• [Parts of the exercise]:
1 – Check each statement against the farm diary excerpt and answer yes or no, quoting the words from it that decide. (a) Seven of the heifers have already reached the minimum mating weight. (b) The Starling chicks are in a hedge. (c) The yearling bulls moved easily up the race.
2 – From the farm diary excerpt, set down word for word the passage from "I took the bulls" up to and including "me to push.".
3 – Carry the farm diary excerpt on from its last sentence.

• [Excerpted text]:
Segment Open

Some of the heifers are doing very well. Seven (a third of the mob) are now from 319 - 341kg, so have reached my minimum mating weight already; the next six are 300 - 313kg so will get there easily; the next five are 276 - 289kg and they might make it to weight in time. The bottom three are 250- 257kg, which is pretty poor; two are in very light condition and may benefit from and respond well to having the drench pour-on; the lightest is tiny Fleur 52 who has a very messy back end and has grown slowly all along. We'll have another look at them in four or five weeks, just before mating time starts.
There are four Starling chicks in the mail box. Stephan says they started hatching a couple of days ago.
Out the back there are still some clean calf bottoms, and all the calves are looking lively and happy enough, apart from the annoyed swishing of tails and the discomfort they're obviously in when their bowels move.
Who's this? I don't know. I took his picture in the hope that I could spot him again when he's near his mother and thereby identify him. I was able to note, for I'm sure you'll like to know this, that his faeces are firm but striped with bloody mucous.
What I'd like to be able to do is find him again in the next couple of days and see if things have got worse or better. While that might seem rather difficult in a mob of black calves which all look pretty much the same, there are a number of distinguishing features in the faces of the calves, mostly to do with how their hair grows. This calf's hair is very symmetrical from that point between his eyes, and he also has a whorl at the top of his head. I also noted that he's black everywhere - some of them have a little white on the navel, and one or two are of a slightly lighter shade of dark brown.
I took the bulls into the yards this morning, out of Jane's paddocks, in case anyone sets off fireworks too near them and they crash into her garden. I had a frustrating time trying to get the yearling bulls up the race, since they're too quiet to be bothered by me doing anything which might ordinarily be expected to make them move forward in the race, and too strong for me to push.

Segment Closed

• [Dataset extract]:
Segment Open

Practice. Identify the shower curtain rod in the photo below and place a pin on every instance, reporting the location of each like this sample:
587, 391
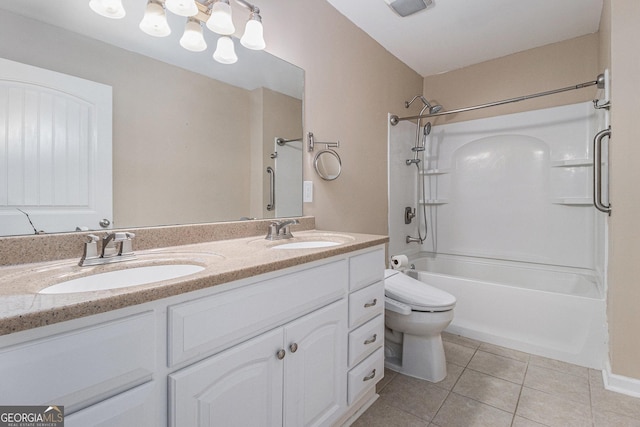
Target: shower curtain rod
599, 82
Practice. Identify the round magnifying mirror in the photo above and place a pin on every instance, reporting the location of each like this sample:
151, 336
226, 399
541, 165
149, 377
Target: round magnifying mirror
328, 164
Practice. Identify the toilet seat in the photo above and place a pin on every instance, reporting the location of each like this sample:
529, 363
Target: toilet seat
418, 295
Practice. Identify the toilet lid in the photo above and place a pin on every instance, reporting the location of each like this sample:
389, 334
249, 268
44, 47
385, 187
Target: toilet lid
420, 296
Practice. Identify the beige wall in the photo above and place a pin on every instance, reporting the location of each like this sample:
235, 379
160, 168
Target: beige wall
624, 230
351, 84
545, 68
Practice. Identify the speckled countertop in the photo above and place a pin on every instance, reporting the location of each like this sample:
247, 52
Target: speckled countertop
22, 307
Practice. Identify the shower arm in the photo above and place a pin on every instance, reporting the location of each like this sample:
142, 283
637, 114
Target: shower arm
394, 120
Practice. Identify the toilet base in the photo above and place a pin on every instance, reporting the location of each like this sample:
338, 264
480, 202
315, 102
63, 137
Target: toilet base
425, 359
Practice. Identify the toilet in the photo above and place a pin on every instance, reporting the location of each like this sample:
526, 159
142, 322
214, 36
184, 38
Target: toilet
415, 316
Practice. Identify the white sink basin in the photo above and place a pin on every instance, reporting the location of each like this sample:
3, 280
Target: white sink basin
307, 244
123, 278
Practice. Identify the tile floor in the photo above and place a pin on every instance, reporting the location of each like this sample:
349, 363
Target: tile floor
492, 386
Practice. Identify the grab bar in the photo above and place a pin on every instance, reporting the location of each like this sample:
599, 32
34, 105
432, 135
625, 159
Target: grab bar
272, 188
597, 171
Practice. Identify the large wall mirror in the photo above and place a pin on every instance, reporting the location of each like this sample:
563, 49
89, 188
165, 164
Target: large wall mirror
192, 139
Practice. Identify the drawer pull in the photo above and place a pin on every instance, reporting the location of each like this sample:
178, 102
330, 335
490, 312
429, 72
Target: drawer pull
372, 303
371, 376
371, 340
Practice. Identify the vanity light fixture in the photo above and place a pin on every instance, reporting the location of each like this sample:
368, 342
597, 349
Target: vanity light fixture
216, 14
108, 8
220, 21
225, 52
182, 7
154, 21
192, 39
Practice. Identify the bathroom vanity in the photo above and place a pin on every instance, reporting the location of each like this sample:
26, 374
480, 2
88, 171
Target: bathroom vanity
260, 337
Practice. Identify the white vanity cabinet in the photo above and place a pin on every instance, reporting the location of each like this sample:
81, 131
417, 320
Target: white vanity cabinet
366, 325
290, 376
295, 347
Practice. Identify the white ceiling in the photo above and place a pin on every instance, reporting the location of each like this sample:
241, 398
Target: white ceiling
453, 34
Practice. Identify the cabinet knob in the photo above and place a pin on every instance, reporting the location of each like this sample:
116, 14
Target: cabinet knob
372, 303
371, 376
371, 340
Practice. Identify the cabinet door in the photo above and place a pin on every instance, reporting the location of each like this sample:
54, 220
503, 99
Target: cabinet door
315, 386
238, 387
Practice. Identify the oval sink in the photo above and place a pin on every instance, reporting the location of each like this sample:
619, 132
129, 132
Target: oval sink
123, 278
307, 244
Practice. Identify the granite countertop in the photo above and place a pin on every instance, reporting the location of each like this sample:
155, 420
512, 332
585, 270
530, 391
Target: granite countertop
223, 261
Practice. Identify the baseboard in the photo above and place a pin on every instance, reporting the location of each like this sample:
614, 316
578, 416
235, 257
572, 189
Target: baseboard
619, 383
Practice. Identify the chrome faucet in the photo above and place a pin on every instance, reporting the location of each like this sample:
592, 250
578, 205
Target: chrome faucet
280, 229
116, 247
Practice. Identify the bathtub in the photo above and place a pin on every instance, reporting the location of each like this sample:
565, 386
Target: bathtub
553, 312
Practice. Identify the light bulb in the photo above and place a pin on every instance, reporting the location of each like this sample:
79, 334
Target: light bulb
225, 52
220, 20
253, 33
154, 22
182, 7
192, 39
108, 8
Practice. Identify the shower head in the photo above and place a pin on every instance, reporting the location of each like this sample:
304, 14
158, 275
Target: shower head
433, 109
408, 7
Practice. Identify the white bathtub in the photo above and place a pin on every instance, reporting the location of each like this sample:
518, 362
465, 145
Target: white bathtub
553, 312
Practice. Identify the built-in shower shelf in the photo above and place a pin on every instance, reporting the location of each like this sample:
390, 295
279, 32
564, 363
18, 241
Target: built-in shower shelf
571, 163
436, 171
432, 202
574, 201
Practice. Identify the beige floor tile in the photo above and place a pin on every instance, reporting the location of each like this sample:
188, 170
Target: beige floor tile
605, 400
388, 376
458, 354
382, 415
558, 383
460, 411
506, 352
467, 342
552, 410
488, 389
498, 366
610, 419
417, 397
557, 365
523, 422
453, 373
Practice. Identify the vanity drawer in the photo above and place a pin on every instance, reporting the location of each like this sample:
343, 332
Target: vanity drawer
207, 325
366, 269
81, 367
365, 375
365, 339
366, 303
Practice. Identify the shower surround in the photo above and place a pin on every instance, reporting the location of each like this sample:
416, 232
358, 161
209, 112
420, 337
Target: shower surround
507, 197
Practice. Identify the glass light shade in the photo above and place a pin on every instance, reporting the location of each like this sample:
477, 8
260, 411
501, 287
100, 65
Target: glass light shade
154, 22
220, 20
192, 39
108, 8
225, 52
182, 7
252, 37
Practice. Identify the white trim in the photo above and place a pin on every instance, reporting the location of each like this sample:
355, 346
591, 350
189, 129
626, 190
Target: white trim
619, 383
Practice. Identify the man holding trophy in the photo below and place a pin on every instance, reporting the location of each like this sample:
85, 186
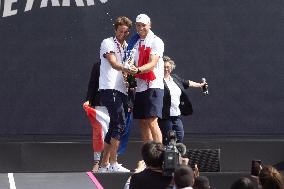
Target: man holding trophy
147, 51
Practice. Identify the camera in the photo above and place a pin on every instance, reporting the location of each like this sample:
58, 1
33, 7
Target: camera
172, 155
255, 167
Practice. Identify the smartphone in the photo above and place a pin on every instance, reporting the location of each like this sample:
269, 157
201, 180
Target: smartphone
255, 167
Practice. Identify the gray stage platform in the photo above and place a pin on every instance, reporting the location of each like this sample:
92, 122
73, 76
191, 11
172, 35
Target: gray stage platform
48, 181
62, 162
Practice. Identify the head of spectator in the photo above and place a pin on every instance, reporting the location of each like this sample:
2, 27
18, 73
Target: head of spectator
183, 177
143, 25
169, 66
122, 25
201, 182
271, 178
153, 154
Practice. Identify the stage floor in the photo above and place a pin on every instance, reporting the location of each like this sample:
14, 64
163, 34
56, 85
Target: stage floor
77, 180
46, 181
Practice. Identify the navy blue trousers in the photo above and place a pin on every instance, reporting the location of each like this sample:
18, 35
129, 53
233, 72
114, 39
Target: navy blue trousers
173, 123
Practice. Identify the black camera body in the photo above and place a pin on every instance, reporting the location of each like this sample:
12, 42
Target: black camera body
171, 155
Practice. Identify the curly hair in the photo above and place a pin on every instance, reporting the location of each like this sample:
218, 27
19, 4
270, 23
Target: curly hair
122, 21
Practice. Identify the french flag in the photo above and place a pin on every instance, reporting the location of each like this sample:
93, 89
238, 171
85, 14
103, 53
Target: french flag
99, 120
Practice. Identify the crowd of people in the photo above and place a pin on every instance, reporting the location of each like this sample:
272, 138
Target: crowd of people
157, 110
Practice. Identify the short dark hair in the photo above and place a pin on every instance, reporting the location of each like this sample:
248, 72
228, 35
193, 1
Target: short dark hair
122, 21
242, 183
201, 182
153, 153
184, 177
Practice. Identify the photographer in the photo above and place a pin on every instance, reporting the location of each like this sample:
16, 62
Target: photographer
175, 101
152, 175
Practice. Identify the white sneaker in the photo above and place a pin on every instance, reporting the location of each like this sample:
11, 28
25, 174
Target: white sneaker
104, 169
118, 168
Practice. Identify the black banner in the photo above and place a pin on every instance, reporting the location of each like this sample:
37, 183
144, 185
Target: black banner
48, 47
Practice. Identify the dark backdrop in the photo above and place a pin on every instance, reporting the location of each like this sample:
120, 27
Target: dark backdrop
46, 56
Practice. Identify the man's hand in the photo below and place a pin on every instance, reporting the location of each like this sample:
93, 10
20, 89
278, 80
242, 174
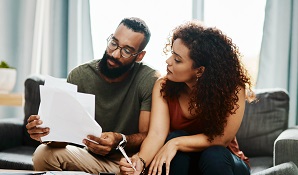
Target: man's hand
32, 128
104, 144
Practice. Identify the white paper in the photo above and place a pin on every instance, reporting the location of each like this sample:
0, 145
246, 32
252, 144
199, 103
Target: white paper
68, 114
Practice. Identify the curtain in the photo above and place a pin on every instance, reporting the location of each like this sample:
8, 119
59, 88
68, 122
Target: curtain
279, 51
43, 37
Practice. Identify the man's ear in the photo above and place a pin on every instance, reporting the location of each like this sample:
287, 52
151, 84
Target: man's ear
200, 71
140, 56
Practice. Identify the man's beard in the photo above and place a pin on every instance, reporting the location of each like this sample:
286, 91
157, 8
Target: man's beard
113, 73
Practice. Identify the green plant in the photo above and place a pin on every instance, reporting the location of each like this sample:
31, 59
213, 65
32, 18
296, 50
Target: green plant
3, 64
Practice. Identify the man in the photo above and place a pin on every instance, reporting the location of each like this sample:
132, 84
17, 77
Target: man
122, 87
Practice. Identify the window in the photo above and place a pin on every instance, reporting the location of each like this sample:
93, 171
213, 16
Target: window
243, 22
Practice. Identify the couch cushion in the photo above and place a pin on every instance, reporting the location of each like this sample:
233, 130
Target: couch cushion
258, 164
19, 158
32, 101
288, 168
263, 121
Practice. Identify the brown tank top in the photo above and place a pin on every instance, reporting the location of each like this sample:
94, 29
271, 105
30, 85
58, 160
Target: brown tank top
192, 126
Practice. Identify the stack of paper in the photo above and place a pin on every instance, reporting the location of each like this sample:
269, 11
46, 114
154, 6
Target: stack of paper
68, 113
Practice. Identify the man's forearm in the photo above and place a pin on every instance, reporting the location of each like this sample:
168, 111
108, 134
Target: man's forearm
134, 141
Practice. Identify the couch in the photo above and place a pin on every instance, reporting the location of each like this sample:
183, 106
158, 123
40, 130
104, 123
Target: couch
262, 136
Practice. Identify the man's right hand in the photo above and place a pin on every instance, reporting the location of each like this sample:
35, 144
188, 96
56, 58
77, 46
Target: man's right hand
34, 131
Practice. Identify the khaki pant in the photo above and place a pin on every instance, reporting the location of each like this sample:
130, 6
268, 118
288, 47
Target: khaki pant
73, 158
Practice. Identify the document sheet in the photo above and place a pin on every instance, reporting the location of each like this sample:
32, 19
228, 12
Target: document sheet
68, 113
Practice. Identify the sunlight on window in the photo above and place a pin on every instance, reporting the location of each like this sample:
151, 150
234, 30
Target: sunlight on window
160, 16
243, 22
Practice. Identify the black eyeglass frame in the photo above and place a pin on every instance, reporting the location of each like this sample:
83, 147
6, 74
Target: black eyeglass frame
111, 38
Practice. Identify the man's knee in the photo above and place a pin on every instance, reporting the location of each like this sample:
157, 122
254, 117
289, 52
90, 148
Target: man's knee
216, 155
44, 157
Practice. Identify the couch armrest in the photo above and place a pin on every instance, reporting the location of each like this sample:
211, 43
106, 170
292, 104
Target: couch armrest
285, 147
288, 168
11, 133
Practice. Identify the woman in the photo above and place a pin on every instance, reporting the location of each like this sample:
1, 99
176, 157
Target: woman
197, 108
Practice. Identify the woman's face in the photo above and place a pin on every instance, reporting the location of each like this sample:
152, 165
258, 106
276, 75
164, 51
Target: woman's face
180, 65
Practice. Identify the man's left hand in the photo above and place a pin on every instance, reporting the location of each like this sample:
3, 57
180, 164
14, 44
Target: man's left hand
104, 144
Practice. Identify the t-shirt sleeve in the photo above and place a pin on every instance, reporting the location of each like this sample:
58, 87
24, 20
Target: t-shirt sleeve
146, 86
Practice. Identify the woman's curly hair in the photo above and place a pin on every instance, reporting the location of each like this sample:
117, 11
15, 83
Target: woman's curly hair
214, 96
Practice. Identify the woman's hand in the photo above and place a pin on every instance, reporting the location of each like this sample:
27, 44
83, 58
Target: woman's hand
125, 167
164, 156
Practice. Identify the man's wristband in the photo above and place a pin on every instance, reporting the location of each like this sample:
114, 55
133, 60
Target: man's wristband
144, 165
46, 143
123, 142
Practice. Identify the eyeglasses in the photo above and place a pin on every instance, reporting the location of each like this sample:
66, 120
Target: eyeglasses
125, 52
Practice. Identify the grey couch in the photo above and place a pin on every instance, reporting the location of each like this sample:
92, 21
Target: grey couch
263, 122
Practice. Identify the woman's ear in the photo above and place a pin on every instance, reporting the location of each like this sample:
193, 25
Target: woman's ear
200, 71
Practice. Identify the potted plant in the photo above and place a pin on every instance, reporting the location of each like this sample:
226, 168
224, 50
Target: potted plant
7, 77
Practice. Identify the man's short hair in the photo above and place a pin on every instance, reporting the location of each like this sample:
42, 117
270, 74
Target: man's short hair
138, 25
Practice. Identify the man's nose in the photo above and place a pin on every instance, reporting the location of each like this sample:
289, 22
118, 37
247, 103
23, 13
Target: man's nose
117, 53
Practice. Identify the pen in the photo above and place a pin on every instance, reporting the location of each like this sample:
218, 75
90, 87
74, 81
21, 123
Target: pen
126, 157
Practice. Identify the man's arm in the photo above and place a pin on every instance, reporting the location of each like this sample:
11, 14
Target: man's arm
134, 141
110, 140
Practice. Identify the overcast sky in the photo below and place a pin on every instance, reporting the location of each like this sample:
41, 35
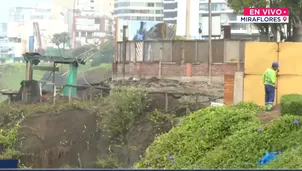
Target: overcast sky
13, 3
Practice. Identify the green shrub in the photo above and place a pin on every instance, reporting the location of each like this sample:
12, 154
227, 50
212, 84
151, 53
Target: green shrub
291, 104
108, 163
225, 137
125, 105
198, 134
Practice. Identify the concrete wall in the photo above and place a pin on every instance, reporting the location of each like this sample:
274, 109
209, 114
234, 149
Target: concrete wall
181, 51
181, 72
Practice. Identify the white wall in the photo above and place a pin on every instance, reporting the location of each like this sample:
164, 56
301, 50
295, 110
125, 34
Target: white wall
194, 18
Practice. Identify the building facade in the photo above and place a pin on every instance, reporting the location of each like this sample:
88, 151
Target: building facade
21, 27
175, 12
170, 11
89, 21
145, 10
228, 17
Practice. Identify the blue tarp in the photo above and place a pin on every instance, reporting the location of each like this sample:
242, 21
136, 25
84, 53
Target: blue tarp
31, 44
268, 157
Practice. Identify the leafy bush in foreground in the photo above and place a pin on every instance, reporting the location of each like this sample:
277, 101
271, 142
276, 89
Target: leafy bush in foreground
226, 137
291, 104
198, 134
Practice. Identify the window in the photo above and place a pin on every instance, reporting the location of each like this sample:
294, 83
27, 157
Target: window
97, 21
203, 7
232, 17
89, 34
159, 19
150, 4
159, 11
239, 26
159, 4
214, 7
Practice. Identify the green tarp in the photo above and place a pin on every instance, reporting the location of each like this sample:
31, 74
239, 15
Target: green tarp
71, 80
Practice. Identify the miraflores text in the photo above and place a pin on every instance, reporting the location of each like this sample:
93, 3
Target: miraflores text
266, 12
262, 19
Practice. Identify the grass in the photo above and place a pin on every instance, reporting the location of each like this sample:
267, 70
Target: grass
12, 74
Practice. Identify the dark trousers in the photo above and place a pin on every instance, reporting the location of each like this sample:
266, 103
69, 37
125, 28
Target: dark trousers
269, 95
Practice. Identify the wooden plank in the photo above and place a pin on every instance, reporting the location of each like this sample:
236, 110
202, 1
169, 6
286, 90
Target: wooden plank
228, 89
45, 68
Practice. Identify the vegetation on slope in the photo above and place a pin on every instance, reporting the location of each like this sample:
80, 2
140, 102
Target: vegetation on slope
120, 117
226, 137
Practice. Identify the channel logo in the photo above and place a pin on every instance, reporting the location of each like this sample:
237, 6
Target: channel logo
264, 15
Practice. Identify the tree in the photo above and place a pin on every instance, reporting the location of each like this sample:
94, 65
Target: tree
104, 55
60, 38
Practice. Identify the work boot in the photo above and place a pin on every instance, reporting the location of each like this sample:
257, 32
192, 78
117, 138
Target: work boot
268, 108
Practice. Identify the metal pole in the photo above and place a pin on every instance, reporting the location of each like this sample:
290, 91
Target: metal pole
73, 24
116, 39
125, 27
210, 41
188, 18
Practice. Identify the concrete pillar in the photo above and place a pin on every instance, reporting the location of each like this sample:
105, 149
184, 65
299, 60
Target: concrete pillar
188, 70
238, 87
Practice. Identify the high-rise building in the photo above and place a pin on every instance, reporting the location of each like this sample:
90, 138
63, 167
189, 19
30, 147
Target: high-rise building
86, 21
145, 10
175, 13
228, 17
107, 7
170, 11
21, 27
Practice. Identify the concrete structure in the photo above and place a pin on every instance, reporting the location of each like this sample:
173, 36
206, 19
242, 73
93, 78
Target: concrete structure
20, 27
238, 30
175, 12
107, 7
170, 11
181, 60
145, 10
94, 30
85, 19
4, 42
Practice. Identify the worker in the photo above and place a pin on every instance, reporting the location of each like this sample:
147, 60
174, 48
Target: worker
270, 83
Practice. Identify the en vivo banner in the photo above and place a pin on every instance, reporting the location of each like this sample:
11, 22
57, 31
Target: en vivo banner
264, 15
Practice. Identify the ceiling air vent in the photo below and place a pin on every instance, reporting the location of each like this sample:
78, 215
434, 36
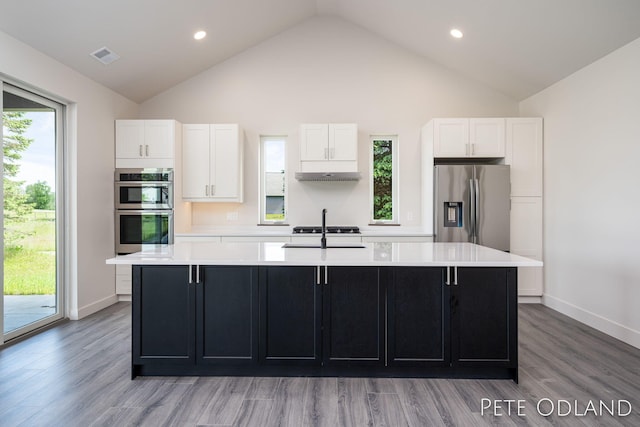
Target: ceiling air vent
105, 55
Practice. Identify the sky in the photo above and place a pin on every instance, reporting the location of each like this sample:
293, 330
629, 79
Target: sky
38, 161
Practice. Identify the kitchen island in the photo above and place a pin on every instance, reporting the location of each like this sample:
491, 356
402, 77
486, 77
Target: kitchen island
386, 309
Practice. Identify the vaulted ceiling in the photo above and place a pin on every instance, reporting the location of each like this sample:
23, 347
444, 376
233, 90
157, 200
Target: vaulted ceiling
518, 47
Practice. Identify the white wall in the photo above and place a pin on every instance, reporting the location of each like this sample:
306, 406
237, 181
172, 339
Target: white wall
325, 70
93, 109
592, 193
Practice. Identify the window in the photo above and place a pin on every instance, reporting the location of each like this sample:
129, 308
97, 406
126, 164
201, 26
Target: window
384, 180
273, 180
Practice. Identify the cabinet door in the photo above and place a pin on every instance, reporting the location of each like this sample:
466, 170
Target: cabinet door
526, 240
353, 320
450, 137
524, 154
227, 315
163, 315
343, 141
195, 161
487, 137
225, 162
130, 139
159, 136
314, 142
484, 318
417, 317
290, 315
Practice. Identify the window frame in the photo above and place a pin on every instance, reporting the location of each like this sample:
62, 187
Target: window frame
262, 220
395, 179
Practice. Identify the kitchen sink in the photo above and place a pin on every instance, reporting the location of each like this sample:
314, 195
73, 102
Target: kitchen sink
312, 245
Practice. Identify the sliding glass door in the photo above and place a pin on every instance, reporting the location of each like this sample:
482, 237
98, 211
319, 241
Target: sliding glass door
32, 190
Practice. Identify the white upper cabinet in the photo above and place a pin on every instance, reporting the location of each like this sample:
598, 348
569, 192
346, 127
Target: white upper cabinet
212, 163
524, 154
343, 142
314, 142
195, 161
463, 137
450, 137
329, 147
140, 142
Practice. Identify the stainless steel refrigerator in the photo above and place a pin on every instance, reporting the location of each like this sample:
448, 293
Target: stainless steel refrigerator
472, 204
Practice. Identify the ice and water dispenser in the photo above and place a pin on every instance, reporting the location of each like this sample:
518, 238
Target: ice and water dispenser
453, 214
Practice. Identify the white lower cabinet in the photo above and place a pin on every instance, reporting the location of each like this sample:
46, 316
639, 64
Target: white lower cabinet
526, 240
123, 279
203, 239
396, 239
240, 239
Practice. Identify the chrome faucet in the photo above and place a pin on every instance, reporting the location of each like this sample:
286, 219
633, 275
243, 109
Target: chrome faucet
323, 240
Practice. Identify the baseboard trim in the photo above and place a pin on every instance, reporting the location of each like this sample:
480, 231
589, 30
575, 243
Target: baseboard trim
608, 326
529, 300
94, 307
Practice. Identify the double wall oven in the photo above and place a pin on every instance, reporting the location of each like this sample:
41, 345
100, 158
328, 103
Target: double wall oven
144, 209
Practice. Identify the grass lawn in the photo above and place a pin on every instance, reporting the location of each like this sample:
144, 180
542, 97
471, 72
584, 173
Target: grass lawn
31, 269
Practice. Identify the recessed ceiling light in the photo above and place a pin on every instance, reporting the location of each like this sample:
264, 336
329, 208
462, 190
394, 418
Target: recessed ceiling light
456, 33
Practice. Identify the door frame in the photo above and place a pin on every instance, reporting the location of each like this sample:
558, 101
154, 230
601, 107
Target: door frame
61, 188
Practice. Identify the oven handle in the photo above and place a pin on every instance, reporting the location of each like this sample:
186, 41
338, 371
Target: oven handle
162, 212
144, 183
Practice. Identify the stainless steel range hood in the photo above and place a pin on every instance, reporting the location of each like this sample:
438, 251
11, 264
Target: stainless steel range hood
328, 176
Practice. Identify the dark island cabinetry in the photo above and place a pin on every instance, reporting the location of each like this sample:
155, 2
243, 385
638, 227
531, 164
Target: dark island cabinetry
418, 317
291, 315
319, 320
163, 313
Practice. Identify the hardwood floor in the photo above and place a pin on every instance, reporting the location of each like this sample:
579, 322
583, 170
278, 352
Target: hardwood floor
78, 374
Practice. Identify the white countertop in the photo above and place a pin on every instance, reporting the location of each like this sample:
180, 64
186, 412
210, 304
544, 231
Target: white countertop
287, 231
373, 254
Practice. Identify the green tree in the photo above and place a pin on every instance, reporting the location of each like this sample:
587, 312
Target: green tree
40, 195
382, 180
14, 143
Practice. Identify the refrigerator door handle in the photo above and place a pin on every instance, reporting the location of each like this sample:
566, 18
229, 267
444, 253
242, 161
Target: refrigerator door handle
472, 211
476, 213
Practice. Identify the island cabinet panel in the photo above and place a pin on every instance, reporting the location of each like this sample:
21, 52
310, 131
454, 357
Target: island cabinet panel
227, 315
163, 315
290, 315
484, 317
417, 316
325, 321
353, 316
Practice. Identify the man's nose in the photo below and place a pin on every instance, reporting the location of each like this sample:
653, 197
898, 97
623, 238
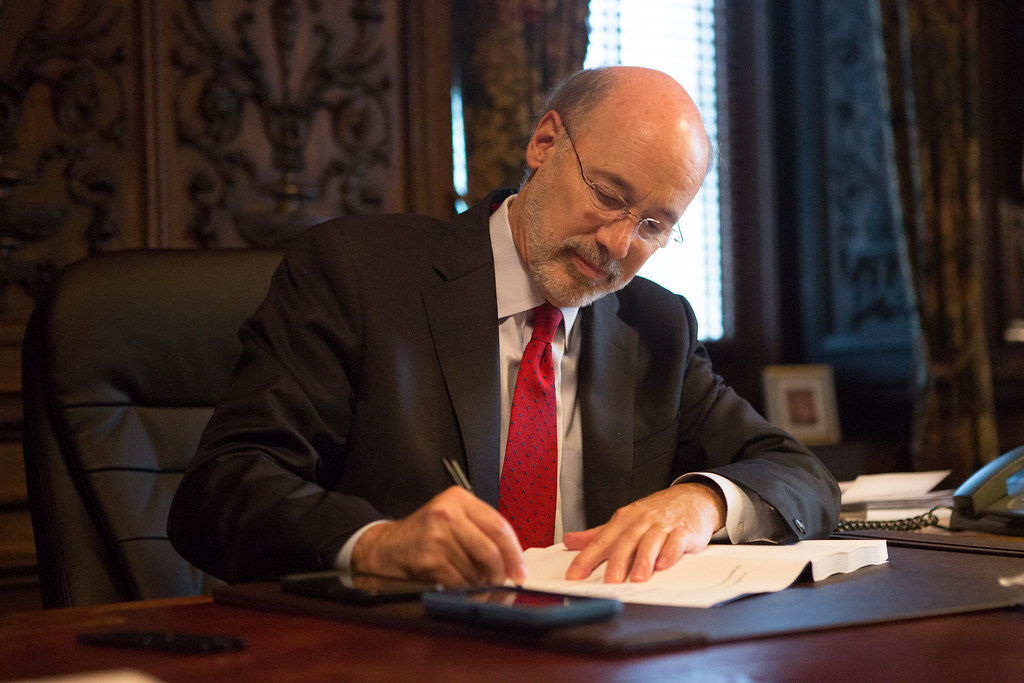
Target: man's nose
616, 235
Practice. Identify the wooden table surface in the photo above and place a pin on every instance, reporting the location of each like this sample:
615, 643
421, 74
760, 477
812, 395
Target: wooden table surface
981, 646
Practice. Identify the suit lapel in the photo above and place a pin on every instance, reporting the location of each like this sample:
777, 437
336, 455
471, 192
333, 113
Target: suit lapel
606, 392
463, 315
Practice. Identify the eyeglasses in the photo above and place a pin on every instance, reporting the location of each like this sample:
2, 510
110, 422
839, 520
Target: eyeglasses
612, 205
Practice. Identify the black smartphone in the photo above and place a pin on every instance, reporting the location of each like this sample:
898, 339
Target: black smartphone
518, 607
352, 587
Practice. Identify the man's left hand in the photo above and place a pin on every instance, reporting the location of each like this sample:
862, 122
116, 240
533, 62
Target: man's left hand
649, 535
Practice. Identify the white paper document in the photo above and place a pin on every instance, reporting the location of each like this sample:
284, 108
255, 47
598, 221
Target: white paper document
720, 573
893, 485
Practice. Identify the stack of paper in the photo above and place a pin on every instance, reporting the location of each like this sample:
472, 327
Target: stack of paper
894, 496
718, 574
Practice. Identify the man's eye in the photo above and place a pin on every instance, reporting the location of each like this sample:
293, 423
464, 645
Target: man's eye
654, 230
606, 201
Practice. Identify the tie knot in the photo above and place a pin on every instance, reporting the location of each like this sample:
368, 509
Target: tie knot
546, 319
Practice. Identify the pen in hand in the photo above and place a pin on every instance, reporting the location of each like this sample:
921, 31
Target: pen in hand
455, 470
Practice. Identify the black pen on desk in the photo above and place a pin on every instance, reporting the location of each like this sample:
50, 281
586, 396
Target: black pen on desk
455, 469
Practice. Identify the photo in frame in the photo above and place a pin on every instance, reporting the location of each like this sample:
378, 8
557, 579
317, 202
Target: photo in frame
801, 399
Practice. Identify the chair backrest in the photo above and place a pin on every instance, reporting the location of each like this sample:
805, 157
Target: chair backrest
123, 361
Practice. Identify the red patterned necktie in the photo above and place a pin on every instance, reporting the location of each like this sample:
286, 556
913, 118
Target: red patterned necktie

Segment Closed

• [Replies]:
1 –
(a) Yes: "Seven (a third of the mob) are now from 319 - 341kg, so have reached my minimum mating weight already"
(b) No: "There are four Starling chicks in the mail box."
(c) No: "I had a frustrating time trying to get the yearling bulls up the race"

2 –
I took the bulls into the yards this morning, out of Jane's paddocks, in case anyone sets off fireworks too near them and they crash into her garden. I had a frustrating time trying to get the yearling bulls up the race, since they're too quiet to be bothered by me doing anything which might ordinarily be expected to make them move forward in the race, and too strong for me to push.

3 –
However, eventually I prevailed, weighing the five yearlings and applying the pour-on drench for everything including Liver Fluke. Two-year-old #43 wasn't having a bar of it though, standing his ground no further into the race than his shoulders, so he got no drench because I couldn't weigh him. In his case it is only the Liver Fluke about which I'm at all worried, but he presently looks in good order - he wasn't drenched in the autumn either, so I had wanted to do him now.
Walking them out to the flats, I thought, I don't wish to farm bulls! I've drifted into something I never intended to do. When I started out here I wanted to farm cows and breed cows to breed more cows. The purchase of the stud cattle was to enable me to breed the bulls I wanted to breed better cows. I loathe marketing my bulls; my calving pattern and feed availability here mean my bulls aren't quite ready for the time others in the area want to start breeding and most farmers in my area want to buy their bull a week before he's due to go out with his cows, whereas my savvy buyers take my bulls not long after they're weaned, grow them better than I can and then have marvellous sires for their herds. I feel very grumpy about them today and think I'll be using a lot more castration rings this year. I'll keep a couple of the best-looking bulls entire and the rest will become high-class steers.